■ REQUIRED ACTION
Which lines in the data below contain the string "wheel"? Show each one.

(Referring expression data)
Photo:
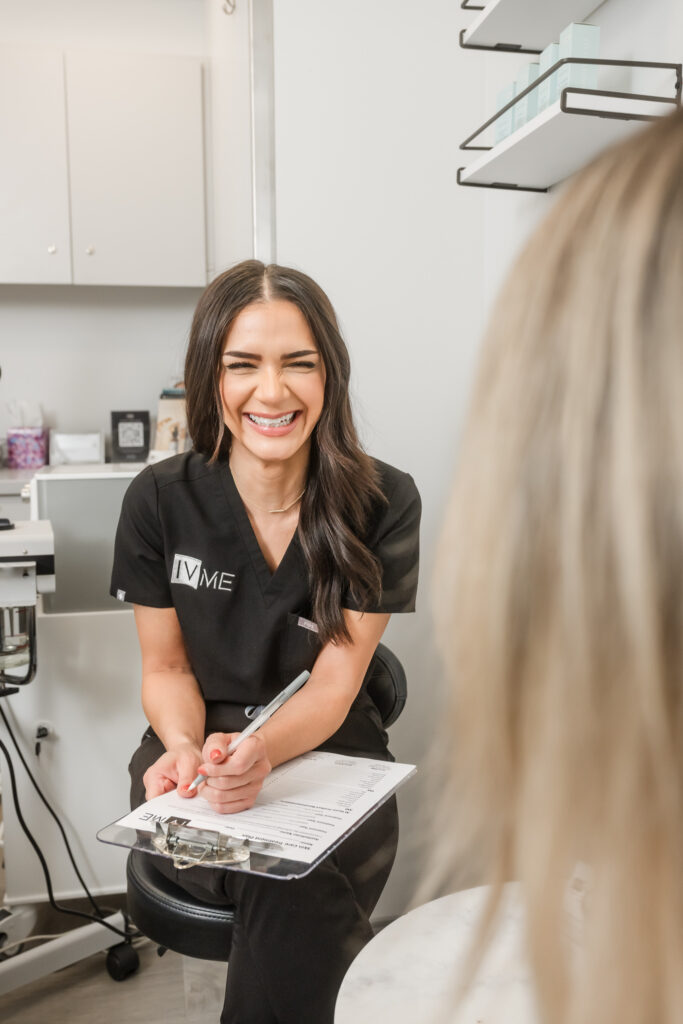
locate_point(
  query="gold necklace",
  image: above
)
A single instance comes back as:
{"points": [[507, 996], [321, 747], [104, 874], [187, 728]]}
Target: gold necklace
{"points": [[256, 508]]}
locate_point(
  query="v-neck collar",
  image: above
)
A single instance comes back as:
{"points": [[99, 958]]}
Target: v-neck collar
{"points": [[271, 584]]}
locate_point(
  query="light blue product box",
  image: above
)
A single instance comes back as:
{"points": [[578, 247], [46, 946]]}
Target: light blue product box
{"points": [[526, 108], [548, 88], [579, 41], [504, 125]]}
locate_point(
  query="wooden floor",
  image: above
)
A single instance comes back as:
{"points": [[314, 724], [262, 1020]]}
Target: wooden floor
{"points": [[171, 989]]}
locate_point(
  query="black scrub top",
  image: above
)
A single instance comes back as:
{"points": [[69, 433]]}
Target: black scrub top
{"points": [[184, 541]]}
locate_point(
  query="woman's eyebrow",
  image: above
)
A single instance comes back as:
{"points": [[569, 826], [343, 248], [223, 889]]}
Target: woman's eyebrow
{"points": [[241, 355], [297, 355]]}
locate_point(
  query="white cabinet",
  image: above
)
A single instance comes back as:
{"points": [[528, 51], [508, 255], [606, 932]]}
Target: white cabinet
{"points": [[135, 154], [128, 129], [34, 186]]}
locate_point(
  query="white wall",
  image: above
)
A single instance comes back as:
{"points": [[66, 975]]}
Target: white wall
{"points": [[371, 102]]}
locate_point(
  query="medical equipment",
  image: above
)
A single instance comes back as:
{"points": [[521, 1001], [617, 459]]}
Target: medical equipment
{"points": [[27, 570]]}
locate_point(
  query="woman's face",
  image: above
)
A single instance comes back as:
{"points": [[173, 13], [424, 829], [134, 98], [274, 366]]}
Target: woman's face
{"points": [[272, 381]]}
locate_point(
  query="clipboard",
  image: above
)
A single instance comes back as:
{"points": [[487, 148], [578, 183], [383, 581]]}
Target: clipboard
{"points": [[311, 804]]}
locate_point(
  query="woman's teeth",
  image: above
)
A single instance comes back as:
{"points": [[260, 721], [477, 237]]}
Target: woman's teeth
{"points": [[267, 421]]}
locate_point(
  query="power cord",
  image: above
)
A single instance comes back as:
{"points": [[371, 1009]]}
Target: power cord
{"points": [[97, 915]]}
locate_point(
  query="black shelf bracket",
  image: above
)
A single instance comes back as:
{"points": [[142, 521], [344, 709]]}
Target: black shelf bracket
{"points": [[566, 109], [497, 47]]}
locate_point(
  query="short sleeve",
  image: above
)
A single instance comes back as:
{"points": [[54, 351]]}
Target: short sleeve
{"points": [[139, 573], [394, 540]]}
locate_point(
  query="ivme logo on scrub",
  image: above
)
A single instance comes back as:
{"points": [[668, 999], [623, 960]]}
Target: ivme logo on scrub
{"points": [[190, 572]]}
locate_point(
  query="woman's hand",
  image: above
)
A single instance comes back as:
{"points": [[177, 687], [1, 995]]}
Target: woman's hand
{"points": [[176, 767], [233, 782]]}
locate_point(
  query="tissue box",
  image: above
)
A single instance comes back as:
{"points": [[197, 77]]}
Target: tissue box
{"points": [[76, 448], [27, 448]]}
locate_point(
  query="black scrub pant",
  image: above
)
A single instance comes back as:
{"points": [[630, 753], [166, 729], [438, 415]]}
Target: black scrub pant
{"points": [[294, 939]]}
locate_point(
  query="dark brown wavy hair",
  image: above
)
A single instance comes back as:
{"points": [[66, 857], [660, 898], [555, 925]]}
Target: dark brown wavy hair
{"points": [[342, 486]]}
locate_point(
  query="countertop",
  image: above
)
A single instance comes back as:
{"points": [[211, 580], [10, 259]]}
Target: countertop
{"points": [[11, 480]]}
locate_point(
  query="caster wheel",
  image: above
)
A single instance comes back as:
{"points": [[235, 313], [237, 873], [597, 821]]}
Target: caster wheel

...

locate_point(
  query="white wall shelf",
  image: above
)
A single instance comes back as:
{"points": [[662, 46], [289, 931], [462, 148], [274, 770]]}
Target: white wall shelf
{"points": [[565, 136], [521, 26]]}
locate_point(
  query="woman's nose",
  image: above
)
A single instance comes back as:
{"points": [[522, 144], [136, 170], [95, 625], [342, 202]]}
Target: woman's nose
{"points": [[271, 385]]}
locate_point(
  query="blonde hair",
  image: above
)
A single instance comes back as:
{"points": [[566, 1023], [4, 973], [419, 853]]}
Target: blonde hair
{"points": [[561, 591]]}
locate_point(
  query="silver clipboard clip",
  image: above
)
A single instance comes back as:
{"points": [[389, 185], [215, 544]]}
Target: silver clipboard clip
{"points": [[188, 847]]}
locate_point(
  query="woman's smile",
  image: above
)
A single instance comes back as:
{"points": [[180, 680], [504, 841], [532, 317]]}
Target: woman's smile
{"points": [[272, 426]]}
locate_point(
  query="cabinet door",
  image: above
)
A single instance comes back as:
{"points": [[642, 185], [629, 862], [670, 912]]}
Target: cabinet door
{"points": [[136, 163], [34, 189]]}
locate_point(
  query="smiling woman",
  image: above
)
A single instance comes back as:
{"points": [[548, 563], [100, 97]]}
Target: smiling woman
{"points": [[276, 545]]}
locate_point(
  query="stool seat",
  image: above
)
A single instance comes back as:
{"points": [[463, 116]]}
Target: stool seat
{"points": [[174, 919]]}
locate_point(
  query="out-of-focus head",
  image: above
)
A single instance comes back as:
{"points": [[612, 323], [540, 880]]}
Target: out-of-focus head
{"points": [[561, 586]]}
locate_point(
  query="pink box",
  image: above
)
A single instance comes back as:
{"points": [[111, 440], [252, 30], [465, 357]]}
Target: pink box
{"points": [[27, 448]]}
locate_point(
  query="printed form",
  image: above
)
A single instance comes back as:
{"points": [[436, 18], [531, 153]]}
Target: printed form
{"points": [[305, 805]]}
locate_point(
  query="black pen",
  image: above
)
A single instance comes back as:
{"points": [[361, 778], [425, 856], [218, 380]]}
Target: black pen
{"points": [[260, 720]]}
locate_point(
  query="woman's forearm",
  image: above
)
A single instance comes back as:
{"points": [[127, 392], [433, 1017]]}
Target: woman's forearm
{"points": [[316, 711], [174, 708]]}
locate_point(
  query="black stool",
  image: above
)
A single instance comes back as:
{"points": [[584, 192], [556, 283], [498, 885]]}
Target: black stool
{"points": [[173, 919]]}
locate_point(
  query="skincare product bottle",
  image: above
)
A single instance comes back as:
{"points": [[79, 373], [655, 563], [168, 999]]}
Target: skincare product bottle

■ EXERCISE RESULT
  query="caster wheel",
Target: caster wheel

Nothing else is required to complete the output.